◆ **Short exercise**: Output the following data verbatim, line for line, omitting the pictures.
********
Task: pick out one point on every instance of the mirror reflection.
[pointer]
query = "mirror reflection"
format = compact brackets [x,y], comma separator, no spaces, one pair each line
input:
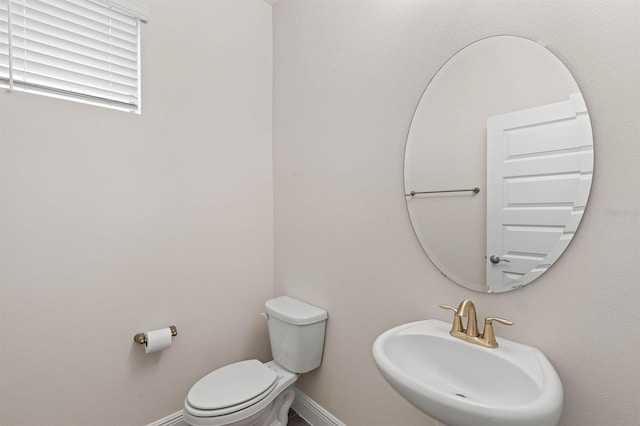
********
◆ **Exercise result**:
Task: pick out one point on every instance of the mirror reflection.
[pointer]
query = "mirror reflection"
format = compact brackets [x,y], comma separator, no spaces, one pair each line
input:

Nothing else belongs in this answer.